## Metin
——————————

16 Şubat 2011 Çarşamba

Demet için...

"Dostunuz, sizin karşılığını bulmuş ihtiyacınızdır."
Halil Cibran

Ben, hemen sevmeyi bilmem.
İsterim ki, uzun sürsün yolculuk.
İlk bakışta aşık olmadım hiç. Ve yine aynı şekilde, hiç çabuk vazgeçmedim sevdiklerimden.
 
Sevdiğim zaman, sanki içimde atlılar yürür. Sevgi savaşçıları fetheder şehirlerimi. Kalkanlarımı parçalarlar, kapılarımı kırar, kalbimin her köşesine sızarlar. Mahzenlerde gizli kalmış ne kadar sevgi sözü varsa, bir bir çıkartırlar. İşte böyle işgal altında kalır benim kalelerim. Yıkılır, kül olurlar. Gider bütün diğer benler, bir başıma ben kalırım dostun karşısında. O da sever beni, en ben halimle...
 
Bundan neredeyse üç sene önceydi.
 
Bir yabancıyla kesişti yolum.
Yabancı aynı bendi, pek çok ben vardı onda...

——————————

(Bir veri kaynağından öğeler)
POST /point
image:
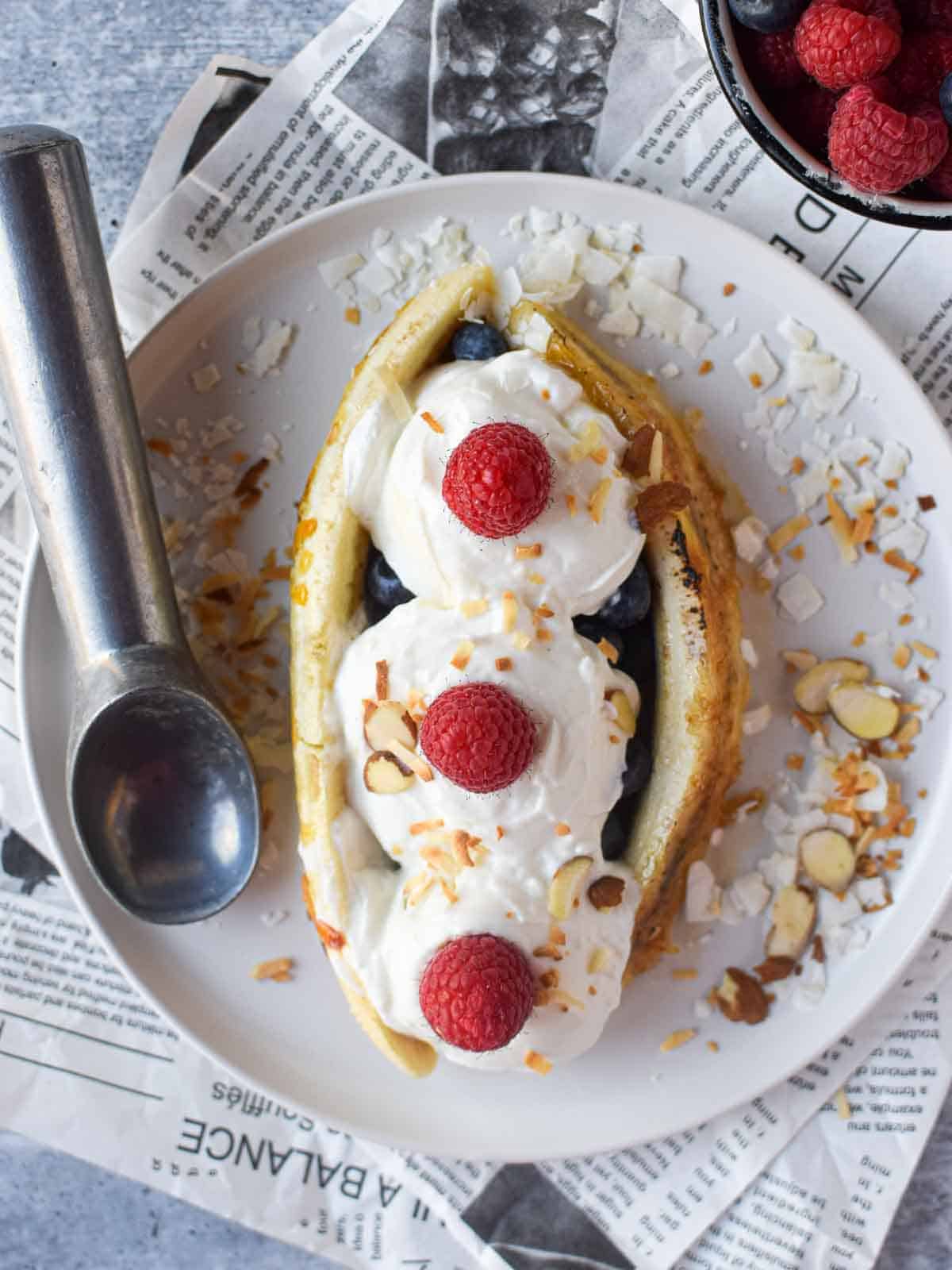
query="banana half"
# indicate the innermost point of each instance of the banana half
(701, 676)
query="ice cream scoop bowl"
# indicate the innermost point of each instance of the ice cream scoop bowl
(160, 785)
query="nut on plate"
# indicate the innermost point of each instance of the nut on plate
(607, 893)
(740, 997)
(384, 774)
(566, 884)
(386, 722)
(863, 711)
(793, 916)
(812, 690)
(828, 859)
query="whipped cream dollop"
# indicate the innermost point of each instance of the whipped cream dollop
(393, 474)
(518, 837)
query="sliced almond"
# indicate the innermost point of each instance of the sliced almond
(607, 893)
(625, 715)
(793, 914)
(740, 997)
(812, 690)
(865, 713)
(384, 774)
(386, 722)
(410, 760)
(828, 859)
(565, 888)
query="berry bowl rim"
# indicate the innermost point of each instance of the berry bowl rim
(774, 139)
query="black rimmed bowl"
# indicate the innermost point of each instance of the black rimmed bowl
(770, 133)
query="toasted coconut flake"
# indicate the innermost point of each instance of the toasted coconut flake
(899, 562)
(463, 652)
(382, 681)
(511, 611)
(608, 648)
(638, 456)
(863, 527)
(842, 530)
(277, 968)
(598, 498)
(676, 1039)
(410, 760)
(790, 530)
(537, 1062)
(416, 887)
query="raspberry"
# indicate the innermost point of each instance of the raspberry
(939, 179)
(806, 112)
(922, 65)
(927, 16)
(498, 479)
(479, 737)
(771, 60)
(879, 148)
(476, 992)
(843, 42)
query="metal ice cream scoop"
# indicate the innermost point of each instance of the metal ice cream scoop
(159, 783)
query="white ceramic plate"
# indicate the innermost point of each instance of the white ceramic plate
(298, 1041)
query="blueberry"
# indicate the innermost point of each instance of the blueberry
(630, 602)
(639, 660)
(767, 16)
(476, 342)
(638, 766)
(946, 98)
(382, 590)
(596, 630)
(616, 829)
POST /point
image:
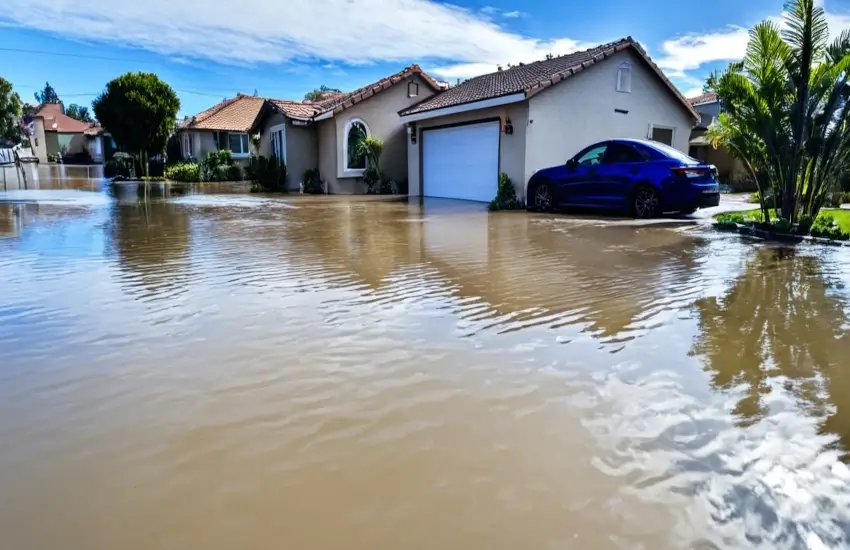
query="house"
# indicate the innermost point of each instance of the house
(532, 116)
(223, 126)
(324, 134)
(729, 169)
(53, 133)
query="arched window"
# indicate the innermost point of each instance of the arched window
(356, 131)
(624, 77)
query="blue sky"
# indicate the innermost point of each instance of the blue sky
(211, 49)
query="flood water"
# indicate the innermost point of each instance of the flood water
(217, 370)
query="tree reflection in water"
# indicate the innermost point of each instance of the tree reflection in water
(781, 325)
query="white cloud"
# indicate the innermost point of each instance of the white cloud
(692, 51)
(278, 31)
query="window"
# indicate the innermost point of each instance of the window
(624, 78)
(355, 134)
(592, 156)
(661, 134)
(620, 152)
(238, 144)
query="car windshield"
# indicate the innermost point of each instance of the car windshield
(674, 153)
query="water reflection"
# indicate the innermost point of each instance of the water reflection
(781, 325)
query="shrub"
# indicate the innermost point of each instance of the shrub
(184, 171)
(783, 225)
(311, 182)
(505, 195)
(266, 174)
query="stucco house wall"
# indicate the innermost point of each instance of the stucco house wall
(380, 113)
(302, 152)
(326, 138)
(512, 148)
(580, 111)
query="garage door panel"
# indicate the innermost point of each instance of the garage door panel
(461, 162)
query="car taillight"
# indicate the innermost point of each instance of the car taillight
(691, 173)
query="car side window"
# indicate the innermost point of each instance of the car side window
(592, 156)
(620, 152)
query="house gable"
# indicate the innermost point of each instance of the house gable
(566, 118)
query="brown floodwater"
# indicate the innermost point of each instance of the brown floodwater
(205, 368)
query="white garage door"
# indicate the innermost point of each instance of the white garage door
(461, 162)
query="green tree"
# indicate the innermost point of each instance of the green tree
(47, 95)
(79, 112)
(786, 110)
(10, 113)
(317, 93)
(140, 112)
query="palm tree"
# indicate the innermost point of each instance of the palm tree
(786, 110)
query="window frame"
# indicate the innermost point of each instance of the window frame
(587, 150)
(624, 69)
(245, 144)
(672, 129)
(346, 170)
(613, 144)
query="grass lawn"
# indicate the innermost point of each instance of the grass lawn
(840, 216)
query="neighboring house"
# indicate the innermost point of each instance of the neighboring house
(729, 169)
(52, 133)
(325, 134)
(532, 116)
(224, 126)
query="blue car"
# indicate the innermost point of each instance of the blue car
(640, 177)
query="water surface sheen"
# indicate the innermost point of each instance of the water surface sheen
(220, 370)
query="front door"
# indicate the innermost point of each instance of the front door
(278, 135)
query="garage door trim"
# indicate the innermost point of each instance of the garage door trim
(421, 147)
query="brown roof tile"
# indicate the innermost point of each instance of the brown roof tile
(232, 115)
(295, 109)
(340, 102)
(55, 120)
(535, 77)
(710, 97)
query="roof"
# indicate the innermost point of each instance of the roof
(710, 97)
(295, 109)
(55, 120)
(533, 78)
(339, 103)
(236, 114)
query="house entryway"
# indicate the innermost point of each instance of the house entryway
(461, 162)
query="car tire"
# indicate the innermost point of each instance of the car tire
(646, 202)
(541, 197)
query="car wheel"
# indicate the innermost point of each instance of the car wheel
(646, 202)
(542, 199)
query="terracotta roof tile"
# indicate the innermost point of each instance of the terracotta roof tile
(338, 103)
(295, 109)
(535, 77)
(55, 120)
(231, 115)
(710, 97)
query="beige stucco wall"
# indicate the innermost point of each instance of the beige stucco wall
(38, 141)
(301, 152)
(580, 111)
(511, 147)
(380, 113)
(326, 137)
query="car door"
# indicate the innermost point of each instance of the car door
(616, 176)
(576, 183)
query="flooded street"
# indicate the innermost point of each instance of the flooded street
(221, 370)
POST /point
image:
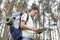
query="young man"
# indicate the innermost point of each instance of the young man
(28, 29)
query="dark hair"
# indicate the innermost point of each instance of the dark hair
(35, 8)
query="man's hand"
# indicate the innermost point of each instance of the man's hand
(38, 30)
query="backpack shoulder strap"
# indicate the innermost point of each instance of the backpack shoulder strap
(27, 18)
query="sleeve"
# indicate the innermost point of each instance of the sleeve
(24, 17)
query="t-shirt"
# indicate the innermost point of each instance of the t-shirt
(16, 15)
(27, 33)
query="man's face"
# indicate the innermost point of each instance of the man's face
(35, 12)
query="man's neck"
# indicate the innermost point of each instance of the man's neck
(31, 15)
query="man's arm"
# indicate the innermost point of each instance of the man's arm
(24, 26)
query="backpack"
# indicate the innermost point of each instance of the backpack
(17, 32)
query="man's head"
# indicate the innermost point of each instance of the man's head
(34, 11)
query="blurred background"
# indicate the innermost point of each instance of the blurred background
(48, 17)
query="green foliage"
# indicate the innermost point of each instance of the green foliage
(33, 5)
(24, 5)
(0, 1)
(52, 16)
(41, 1)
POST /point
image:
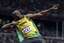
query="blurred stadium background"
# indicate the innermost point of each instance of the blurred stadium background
(51, 26)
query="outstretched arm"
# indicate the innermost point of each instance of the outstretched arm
(9, 25)
(42, 13)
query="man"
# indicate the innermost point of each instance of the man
(26, 26)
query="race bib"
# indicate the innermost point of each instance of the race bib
(26, 30)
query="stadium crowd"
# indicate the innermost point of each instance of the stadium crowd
(30, 6)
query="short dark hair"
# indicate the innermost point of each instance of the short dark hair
(15, 12)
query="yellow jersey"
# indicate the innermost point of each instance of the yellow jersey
(26, 27)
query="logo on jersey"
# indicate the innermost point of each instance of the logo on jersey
(26, 30)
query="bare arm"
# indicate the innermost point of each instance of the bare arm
(42, 13)
(9, 25)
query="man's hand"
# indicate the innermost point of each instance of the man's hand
(55, 7)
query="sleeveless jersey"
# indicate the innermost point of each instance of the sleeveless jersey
(27, 28)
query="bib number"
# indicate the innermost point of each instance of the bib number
(26, 30)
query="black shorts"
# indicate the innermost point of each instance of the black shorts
(38, 39)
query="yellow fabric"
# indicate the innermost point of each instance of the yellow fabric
(27, 28)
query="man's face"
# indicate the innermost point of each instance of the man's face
(17, 16)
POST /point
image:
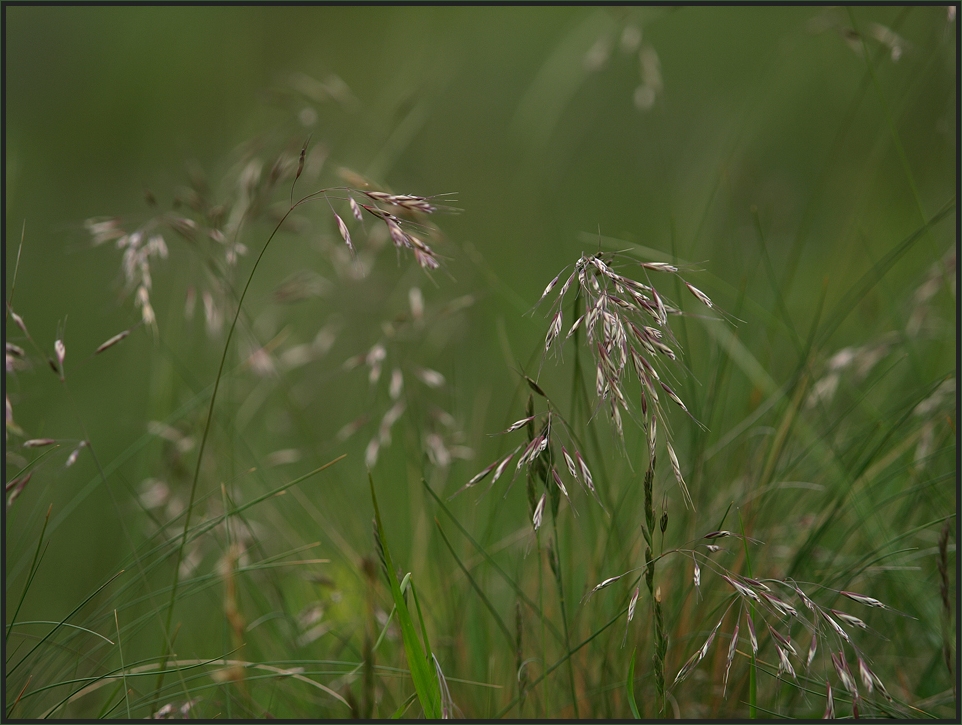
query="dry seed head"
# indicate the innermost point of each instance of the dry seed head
(72, 458)
(732, 648)
(501, 466)
(751, 632)
(112, 341)
(862, 599)
(553, 329)
(783, 641)
(841, 669)
(539, 512)
(605, 583)
(811, 650)
(835, 625)
(345, 234)
(519, 424)
(558, 482)
(849, 619)
(866, 674)
(784, 665)
(61, 354)
(370, 453)
(397, 384)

——————————

## Yapılacak İşler
#1 Listenin başından "(298, 1041)" ifadesini içeren satıra kadar olan satırları, iki uç da dahil, aynen yeniden yazın. Resimleri yanıta eklemeyin.
#2 Dostluk üzerine yazılmış metni, gösterilen son cümlesinin ardından sürdürün.
Metin ile liste birbirinden bağımsızdır.

## Yazılı Yanıtlar
#1
POST /point
image:
query="banana half"
# indicate the innermost point of each instance of the banana half
(701, 676)
query="ice cream scoop bowl"
# indicate the innermost point of each instance of the ice cream scoop bowl
(160, 785)
query="nut on plate"
# indicate the innermost point of each instance of the nut on plate
(607, 893)
(740, 997)
(384, 774)
(566, 884)
(386, 722)
(863, 711)
(793, 916)
(812, 690)
(828, 859)
query="whipped cream dollop"
# indicate the innermost point of each instance of the whipped cream dollop
(393, 474)
(518, 837)
query="sliced almond"
# indicate the innermost point of each instance of the sliced almond
(607, 893)
(625, 715)
(793, 914)
(740, 997)
(812, 690)
(865, 713)
(384, 774)
(386, 722)
(410, 760)
(828, 859)
(565, 888)
query="berry bowl rim"
# indicate the innermost point of each instance of the berry bowl rim
(774, 139)
query="black rimmed bowl"
# indicate the innermost point of each instance of the black rimmed bowl
(770, 133)
query="toasted coconut flake"
# indicate the innermost point of each instance of the toasted coconut flake
(899, 562)
(463, 652)
(382, 681)
(511, 611)
(608, 648)
(638, 456)
(863, 527)
(842, 530)
(277, 968)
(598, 498)
(676, 1039)
(410, 760)
(790, 530)
(537, 1062)
(416, 887)
query="raspberry"
# indicate the innermost point of each instance of the raspberry
(939, 179)
(806, 112)
(922, 65)
(927, 16)
(498, 479)
(479, 737)
(771, 60)
(879, 148)
(476, 992)
(843, 42)
query="metal ice cream scoop"
# indicate the innermost point of each instance of the metal ice cream scoop
(159, 783)
query="white ceramic plate"
# indicate the innermost point of each instance of the white ceramic plate
(298, 1041)

#2
Benim dostlarım bana benzemez aslen. Kimi benim mantık yanım, kimi benim huzurlu tarafım, kimi çılgınlığıyla bana örnek olandır. Birisi size benzemeyince bazen daha kolay bir bütün olmak. Ama tam da sizin gibi birisiyle karşılaştığınızda, birler iki, ikiler dört olduğunda, bütün yoğun duygular üst üste konduğunda, çoğalmak da sancılı... İşte böyle sancılı oldu bizim sevgi çoğaltmamız dostumla... Ben üzüldüm, o benden çok üzüldü... Ben kırıldım, o benden çok kırıldı. Ben sevindim, dostumum içinde gül bahçeleri yeşerdi. Kızdım birisine, uyuyamadı o gece dostum. Sonra o uyuyamayınca bir de onu üzmek uyutmadı beni... İşte böyle dalgalandı bizde duygular. Kimi zaman huzur verdiler, kimi zaman bizi zorladılar, yordular. Ama en sonunda beni ve onu ayrılmaz bir "BİZ" yaptılar...
 
Bir gün düşünün. Mesela çok zor bir dönemde ve zor bir gün olsun bugün.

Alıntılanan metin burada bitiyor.